++++ TEXT BLOCK
Monday, November 30, 2020

A Response To Tovia Singer On Isaiah 9

He recently posted a video on the subject that's already gotten more than five thousand views and a lot of comments. I've posted a response in the comments thread, in which I address the claim that the verses should be translated with a past tense that undermines Jesus' fulfillment of the passage, the idea that Hezekiah fulfilled it, and some other issues. The replies I've gotten so far aren't of much significance. My web browsers aren't showing my comments after my original post unless I'm logged into my Google account. I don't know why or whether that's normal. But I didn't say a lot in those other comments, since there isn't much to respond to. If you want to read what I wrote in my later comments, you may have to be logged into a Google account.


  1. I am able to read your comment on youtube.

    I find that many of the objections critics have regarding how the NT quotes and applies the OT are resolved by an appeal to the Pardes/PaRDeS Jewish hermeneutics. I first learned about it from Messianic Jew Arnold Fructenbaum's 3rd [of 21] lecture on the Jewish Life of Christ: [
    lecture 3]. I've linked to all 21 lectures Here.

    Critics might argue that appealing to them is cheating, but IF the Pardes method really does goes back to the 1st century, then it's a legitimately Jewish way of doing exegesis that resolves many problems of the problems.

    Arnold Fruchtenbaum argues [in his article How the New Testament Quotes the Old Testament] the following four ways.

    Literal Prophecy Plus Literal Fulfillment: Pshat
    The first category is known as “literal prophecy plus literal fulfillment,” reflecting the rabbinic pshat, which refers to the simple meaning of the text. The example of this first category is found in Matthew 2:5 6.

    Literal Plus Typical: Remez
    The second category of quotations can be labeled “literal plus typical.” In rabbinic theology it was known are remez or “hint.” An example of this category is found in Matthew 2:15.

    Literal Plus Application: Drash
    The third category is “literal plus application,” correlating with the rabbinic drash. The example of this category is Matthew 2:17 18.

    Summation: Sod
    The fourth category is “summation” or “summary.” The meaning of sod is “secret” or “mystery” or “something unknown.” The example of the fourth category is found in Matthew 2:23.
++++++++
### THE REQUEST:
Please list every category of New Testament quotation described in the Isaiah 9 text above, and give the rabbinic term paired with each.
++++ STORED RECORDS
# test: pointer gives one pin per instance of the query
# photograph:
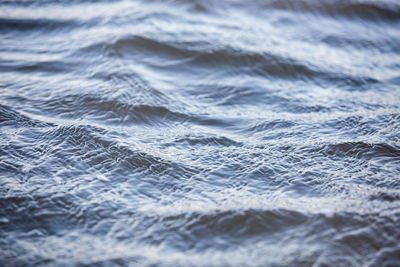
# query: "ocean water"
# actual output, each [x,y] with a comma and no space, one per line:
[200,133]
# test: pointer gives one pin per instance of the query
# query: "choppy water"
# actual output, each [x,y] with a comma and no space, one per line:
[204,133]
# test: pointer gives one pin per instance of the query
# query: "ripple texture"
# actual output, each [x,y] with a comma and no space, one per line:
[200,133]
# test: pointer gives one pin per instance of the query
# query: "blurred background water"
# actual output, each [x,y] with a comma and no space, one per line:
[200,133]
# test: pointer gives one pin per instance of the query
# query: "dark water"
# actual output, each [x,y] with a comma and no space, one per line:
[200,133]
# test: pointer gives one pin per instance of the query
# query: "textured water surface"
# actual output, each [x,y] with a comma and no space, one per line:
[200,133]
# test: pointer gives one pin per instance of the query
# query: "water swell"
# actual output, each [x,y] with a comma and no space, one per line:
[192,133]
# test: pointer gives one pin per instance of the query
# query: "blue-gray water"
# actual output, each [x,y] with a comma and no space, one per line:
[200,133]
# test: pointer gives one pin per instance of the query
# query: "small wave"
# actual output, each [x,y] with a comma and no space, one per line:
[366,10]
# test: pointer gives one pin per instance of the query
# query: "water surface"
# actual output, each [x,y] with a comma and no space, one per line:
[200,133]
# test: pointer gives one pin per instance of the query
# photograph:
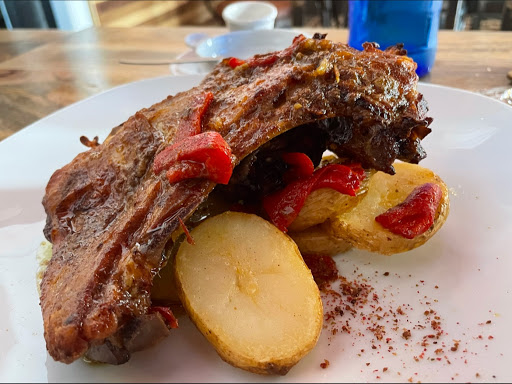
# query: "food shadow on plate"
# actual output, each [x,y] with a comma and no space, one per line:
[21,206]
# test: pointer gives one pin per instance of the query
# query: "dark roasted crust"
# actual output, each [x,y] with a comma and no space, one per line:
[110,216]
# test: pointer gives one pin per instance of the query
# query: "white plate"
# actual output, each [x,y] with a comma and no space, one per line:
[469,260]
[241,44]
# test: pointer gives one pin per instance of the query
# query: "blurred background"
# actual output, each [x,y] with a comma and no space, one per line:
[80,14]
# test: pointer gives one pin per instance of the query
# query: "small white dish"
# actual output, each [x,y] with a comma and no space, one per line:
[250,15]
[240,44]
[244,44]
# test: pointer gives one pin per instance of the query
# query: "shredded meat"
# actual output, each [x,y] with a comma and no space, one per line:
[109,216]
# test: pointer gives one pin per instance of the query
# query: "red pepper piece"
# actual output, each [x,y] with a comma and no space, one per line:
[263,61]
[284,206]
[166,314]
[191,125]
[301,165]
[268,59]
[416,214]
[206,155]
[190,240]
[233,62]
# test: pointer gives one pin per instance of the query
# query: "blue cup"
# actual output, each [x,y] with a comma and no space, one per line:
[388,22]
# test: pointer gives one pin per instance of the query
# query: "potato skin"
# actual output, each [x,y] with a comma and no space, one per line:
[225,265]
[358,226]
[317,240]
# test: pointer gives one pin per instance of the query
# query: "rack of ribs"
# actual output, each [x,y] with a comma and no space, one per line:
[111,213]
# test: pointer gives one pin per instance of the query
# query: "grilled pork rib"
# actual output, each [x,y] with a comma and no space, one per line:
[110,216]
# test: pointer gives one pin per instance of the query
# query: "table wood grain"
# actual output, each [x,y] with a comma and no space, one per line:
[42,71]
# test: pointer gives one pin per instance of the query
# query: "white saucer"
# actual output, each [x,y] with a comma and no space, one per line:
[240,44]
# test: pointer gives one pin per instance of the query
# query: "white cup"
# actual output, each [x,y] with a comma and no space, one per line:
[250,15]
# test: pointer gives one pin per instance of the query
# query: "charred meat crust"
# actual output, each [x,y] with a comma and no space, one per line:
[110,216]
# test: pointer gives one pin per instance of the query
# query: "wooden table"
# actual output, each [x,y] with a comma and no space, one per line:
[44,70]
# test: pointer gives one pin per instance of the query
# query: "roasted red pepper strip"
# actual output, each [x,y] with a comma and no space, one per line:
[269,59]
[284,206]
[416,214]
[191,125]
[233,62]
[206,155]
[166,314]
[301,166]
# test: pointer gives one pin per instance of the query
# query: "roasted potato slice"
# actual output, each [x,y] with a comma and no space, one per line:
[246,288]
[321,205]
[358,226]
[317,240]
[325,203]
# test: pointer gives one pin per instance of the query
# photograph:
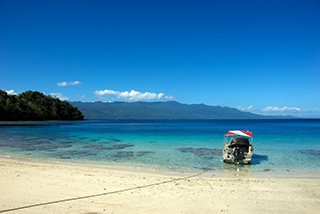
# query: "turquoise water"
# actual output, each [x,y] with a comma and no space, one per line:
[289,146]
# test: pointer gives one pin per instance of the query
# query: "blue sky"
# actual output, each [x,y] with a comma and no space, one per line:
[259,56]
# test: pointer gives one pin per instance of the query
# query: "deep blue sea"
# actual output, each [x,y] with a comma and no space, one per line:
[280,146]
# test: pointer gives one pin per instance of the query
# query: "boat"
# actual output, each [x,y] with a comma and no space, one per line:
[238,147]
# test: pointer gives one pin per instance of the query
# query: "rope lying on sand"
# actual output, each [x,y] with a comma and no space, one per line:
[102,194]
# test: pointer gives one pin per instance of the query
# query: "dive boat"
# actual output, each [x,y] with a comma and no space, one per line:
[238,147]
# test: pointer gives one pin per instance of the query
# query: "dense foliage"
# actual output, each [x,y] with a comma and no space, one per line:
[31,105]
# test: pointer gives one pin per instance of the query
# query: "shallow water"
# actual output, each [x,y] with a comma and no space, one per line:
[287,146]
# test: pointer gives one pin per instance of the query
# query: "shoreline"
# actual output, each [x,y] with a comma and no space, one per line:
[231,170]
[65,188]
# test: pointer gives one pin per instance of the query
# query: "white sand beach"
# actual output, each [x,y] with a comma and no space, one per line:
[36,187]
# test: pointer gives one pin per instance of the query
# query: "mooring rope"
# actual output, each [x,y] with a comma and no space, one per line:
[101,194]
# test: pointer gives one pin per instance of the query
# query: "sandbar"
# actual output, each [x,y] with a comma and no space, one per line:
[44,187]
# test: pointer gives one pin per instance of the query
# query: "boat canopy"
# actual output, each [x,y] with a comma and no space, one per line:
[239,133]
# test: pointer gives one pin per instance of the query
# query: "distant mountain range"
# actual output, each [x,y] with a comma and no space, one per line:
[160,110]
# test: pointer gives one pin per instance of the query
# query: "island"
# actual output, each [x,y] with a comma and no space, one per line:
[35,106]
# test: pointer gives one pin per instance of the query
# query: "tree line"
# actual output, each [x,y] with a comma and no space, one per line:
[33,105]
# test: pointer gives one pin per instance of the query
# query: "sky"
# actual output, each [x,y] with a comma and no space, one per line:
[258,56]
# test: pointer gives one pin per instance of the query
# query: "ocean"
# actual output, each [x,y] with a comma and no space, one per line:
[283,147]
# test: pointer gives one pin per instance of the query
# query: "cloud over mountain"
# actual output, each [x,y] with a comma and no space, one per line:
[132,95]
[69,83]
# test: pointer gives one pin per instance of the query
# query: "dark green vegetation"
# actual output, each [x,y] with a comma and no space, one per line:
[161,111]
[31,105]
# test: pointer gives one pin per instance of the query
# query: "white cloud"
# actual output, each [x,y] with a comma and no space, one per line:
[11,92]
[241,108]
[59,96]
[282,110]
[81,97]
[133,95]
[69,83]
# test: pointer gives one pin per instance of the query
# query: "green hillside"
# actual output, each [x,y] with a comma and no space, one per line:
[31,105]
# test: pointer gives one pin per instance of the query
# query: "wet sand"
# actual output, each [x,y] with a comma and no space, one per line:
[37,187]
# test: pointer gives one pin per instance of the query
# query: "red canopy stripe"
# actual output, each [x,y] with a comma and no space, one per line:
[239,132]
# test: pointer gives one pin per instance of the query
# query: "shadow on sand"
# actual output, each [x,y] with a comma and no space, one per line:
[257,159]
++++++++
### FINAL ANSWER:
Literal prophecy plus literal fulfillment: pshat
Literal plus typical: remez
Literal plus application: drash
Summation (or summary): sod